### Task to carry out
Your output should be the complete listing, repeated exactly.

### Excerpted data
--

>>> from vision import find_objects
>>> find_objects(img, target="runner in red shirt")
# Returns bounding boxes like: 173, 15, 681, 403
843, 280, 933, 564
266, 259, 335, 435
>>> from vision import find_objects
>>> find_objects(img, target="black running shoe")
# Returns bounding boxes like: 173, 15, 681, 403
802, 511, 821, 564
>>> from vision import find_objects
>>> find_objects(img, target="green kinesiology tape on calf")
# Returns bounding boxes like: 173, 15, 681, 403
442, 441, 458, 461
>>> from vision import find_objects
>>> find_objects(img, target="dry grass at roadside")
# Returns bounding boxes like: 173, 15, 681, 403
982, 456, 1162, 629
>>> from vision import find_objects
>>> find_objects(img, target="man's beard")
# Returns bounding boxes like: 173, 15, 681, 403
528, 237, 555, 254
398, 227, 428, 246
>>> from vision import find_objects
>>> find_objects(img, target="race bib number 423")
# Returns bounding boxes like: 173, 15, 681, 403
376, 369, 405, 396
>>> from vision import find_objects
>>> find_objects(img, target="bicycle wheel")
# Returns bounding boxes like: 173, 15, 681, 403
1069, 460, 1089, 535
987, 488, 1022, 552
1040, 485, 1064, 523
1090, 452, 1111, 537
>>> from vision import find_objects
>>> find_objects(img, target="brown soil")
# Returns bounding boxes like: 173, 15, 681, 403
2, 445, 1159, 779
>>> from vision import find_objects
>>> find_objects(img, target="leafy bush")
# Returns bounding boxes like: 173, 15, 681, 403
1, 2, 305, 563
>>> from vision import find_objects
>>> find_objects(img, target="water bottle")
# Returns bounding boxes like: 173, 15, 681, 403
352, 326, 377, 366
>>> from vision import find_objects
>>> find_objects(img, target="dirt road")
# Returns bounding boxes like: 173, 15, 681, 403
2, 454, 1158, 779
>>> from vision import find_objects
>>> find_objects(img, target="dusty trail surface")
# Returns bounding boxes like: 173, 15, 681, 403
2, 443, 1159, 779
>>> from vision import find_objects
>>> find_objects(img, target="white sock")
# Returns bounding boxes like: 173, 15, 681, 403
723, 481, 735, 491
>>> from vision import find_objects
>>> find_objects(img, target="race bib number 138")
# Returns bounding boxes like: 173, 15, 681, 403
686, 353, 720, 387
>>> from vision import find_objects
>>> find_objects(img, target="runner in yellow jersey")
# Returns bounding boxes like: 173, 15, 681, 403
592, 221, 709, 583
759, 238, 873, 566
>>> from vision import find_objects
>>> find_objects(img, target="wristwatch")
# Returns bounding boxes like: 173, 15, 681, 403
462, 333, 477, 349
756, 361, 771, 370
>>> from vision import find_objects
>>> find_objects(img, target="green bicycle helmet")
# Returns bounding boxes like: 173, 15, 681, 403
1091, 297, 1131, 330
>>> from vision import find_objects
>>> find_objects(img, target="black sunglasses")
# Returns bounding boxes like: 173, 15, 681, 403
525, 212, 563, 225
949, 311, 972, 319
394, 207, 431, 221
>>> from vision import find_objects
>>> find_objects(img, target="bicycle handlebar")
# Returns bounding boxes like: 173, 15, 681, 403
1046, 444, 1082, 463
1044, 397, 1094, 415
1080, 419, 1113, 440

--

### Task answer
>>> from vision import find_objects
>>> find_objects(img, target="runner in red shirt")
# Returns bounding boxes like: 173, 15, 681, 403
843, 280, 933, 564
266, 259, 335, 435
>>> from vision import find_objects
>>> find_objects(img, target="black running shoe")
# Returns bounding boxes like: 173, 15, 681, 403
802, 511, 821, 564
>>> from vision import find_objects
>>> find_objects(img, target="green kinesiology tape on calf")
# Returns bounding boxes like: 173, 15, 681, 403
442, 441, 458, 461
>>> from vision import find_objects
>>> find_objects(img, target="dry grass at roadside")
# Returns bounding boxes like: 173, 15, 681, 403
982, 456, 1162, 629
>>> from vision import find_objects
>>> find_objects(img, target="man's beard")
# Returns bounding boxes like: 173, 15, 681, 403
528, 237, 555, 254
398, 227, 428, 246
>>> from vision import find_objects
>>> find_objects(img, target="race bib number 423")
# Returns bounding boxes like: 173, 15, 681, 403
376, 369, 405, 396
>>> from vision import find_objects
>>> find_objects(img, target="bicycle wheel")
# Returns bounding boxes like: 173, 15, 681, 403
1069, 460, 1089, 535
987, 488, 1022, 552
1040, 485, 1064, 523
1090, 452, 1111, 537
>>> from vision import find_objects
>>> find_objects(img, target="brown soil")
# Returns bounding boxes like: 173, 15, 681, 403
2, 445, 1159, 779
>>> from vision import find_objects
>>> find_objects(img, target="leafy bush")
# Returns bounding boxes like: 173, 15, 681, 403
1, 2, 305, 563
>>> from vision import find_objects
>>> find_objects(img, target="water bottle")
# Returns bounding boxes like: 173, 15, 681, 403
352, 326, 377, 366
>>> from vision import find_objects
>>> find_objects(img, target="dirt road")
# Returns bounding boxes like: 173, 15, 681, 403
2, 454, 1158, 779
>>> from vision import find_objects
>>> find_objects(img, target="dusty trail surface")
# Returns bounding boxes like: 173, 15, 681, 403
2, 443, 1159, 779
>>> from vision import find_objects
>>> find_objects(img, target="white sock")
# Returns bounding boxes like: 173, 15, 681, 403
723, 481, 735, 491
>>> from vision import find_objects
>>> find_objects(img, target="race bib number 138")
# Returns bounding boxes like: 173, 15, 681, 403
686, 353, 720, 387
>>> from vision import find_objects
>>> find_objects(img, target="runner in yellow jersey")
# Returns bounding boxes like: 173, 15, 681, 403
592, 221, 709, 583
759, 238, 873, 566
>>> from vision import find_objects
>>> find_objects(img, target="wristwatch")
# Returns bounding boxes like: 173, 15, 681, 403
462, 333, 477, 349
756, 361, 771, 370
>>> from vision import find_objects
>>> find_objects(img, target="green bicycle helmet")
# Returns bounding boxes like: 173, 15, 681, 403
1091, 297, 1131, 330
>>> from vision import find_objects
>>> find_objects(img, target="black sunglasses")
# Returns bounding boxes like: 173, 15, 681, 403
525, 212, 563, 225
949, 311, 972, 319
394, 207, 431, 221
>>> from vision import find_objects
>>> find_objects(img, target="bicycle handlebar")
# Returns bounding boxes like: 173, 15, 681, 403
1046, 444, 1082, 463
1044, 397, 1094, 415
1080, 419, 1113, 440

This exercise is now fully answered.